Instruction 1>
On what basis is the Trustee authorized to execute and deliver the supplemental indenture below?

Exhibit 4.4(k)
TENTH SUPPLEMENTAL
INDENTURE
Tenth Supplemental Indenture (this
“ Tenth Supplemental Indenture ”), dated as of
February 13, 2009, among AGB Nielsen Media Research B.V., a
company incorporated in the Netherlands (the “
Guaranteeing Subsidiary ”) and an affiliate of Nielsen
Finance LLC, a Delaware limited liability company, and Nielsen
Finance Co., a Delaware corporation (the “ Issuers
”), and Law Debenture Trust Company of New York, as trustee
(the “ Trustee ”).
W I T N E S S E T H
WHEREAS, the Issuers and the
Guarantors (as defined in the Indenture referred to below) have
heretofore executed and delivered to the Trustee an indenture,
dated as of August 9, 2006, as amended and supplemented from
time to time (the “ Indenture ”), providing for
the issuance of an unlimited aggregate principal amount of Senior
Dollar Notes due 2014 and Senior Euro Notes due 2014 (together, the
“ Notes ”);
WHEREAS, the Indenture provides that
under certain circumstances the Guaranteeing Subsidiary shall
execute and deliver to the Trustee a supplemental indenture
pursuant to which the Guaranteeing Subsidiary shall unconditionally
guarantee all of the Issuers’ Obligations under the Notes and
the Indenture on the terms and conditions set forth herein and
under the Indenture (the “ Guarantee ”);
and
WHEREAS, pursuant to
Section 9.01 of the Indenture, the Trustee is authorized to
execute and deliver this Tenth Supplemental Indenture.
NOW THEREFORE, in consideration of
the foregoing and for other good and valuable consideration, the
receipt of which is hereby acknowledged, the parties mutually
covenant and agree for the equal and ratable benefit of the Holders
of the Notes as follows:
(1) Capitalized Terms .
Capitalized terms used herein without definition shall have the
meanings assigned to them in the Indenture.
(2) Agreement to Guarantee .
The Guaranteeing Subsidiary hereby agrees as follows:
(a) Along with all Guarantors named
in the Indenture, to jointly and severally unconditionally
guarantee to each Holder of a Note authenticated and delivered by
the Trustee and to the Trustee and its successors and assigns,
irrespective of the validity and enforceability of the Indenture,
the Notes or the obligations of the Issuers hereunder or
thereunder, that:
(i) the principal of and interest,
premium and Additional Interest, if any, on the Notes will be
promptly paid in full when due, whether at maturity, by
acceleration, redemption or otherwise, and interest on the overdue
principal of and interest on the Notes, if any, if lawful, and all
other obligations of the Issuers to the Holders or the Trustee
hereunder or thereunder will be promptly paid in full or performed,
all in accordance with the terms hereof and thereof; and
(ii) in case of any extension of
time of payment or renewal of any Notes or any of such other
obligations, that same will be promptly paid in full when due or
performed in accordance with the terms of the extension or renewal,
whether at stated maturity, by acceleration or otherwise. Failing
payment when due of any amount so guaranteed or any performance so
guaranteed for whatever reason, the Guarantors and the Guaranteeing
Subsidiary shall be jointly and severally obligated to pay the same
immediately. This is a guarantee of payment and not a guarantee of
collection.

Instruction 2>
Can you rewrite everything in the records from the line containing "Practice step: find the green" down to the end of the records, with "yellow flower cluster" changed to "yellow blossom cluster" and nothing else altered?

Given records>
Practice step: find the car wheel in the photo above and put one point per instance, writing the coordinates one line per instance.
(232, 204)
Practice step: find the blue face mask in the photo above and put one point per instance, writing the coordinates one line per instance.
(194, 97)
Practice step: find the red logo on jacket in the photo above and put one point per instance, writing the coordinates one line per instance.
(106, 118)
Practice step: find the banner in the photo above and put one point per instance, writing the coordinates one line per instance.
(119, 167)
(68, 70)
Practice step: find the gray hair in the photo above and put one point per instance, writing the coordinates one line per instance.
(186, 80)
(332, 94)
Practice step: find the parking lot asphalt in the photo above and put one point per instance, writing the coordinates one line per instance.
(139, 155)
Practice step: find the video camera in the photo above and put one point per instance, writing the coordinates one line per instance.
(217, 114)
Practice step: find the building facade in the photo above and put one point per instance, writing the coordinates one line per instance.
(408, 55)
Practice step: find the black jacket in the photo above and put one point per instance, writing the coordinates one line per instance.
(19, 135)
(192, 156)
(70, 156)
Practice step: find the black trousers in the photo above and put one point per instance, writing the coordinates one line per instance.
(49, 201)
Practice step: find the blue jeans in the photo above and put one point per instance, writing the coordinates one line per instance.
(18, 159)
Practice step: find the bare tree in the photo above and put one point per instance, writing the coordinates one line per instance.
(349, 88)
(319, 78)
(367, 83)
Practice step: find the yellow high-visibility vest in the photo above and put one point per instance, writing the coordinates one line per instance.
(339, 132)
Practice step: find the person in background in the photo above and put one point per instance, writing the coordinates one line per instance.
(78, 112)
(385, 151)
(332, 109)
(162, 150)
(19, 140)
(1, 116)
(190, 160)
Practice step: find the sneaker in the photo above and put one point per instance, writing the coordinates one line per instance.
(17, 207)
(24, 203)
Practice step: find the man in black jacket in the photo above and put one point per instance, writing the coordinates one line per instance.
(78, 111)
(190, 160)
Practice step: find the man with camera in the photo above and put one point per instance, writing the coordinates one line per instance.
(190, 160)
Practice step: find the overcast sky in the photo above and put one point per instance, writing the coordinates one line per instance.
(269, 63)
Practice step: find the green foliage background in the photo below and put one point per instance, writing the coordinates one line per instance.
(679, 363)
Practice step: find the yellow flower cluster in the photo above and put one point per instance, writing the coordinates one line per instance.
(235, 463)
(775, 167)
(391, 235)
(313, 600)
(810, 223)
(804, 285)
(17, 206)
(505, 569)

Answer 1>
The Trustee is authorized by Section 9.01 of the Indenture, the agreement dated as of August 9, 2006, among the Issuers and the Guarantors.

Answer 2>
Practice step: find the green foliage background in the photo below and put one point per instance, writing the coordinates one line per instance.
(679, 363)
Practice step: find the yellow blossom cluster in the photo above and put one point per instance, writing the coordinates one line per instance.
(235, 463)
(775, 167)
(391, 235)
(313, 600)
(810, 223)
(804, 285)
(17, 206)
(505, 569)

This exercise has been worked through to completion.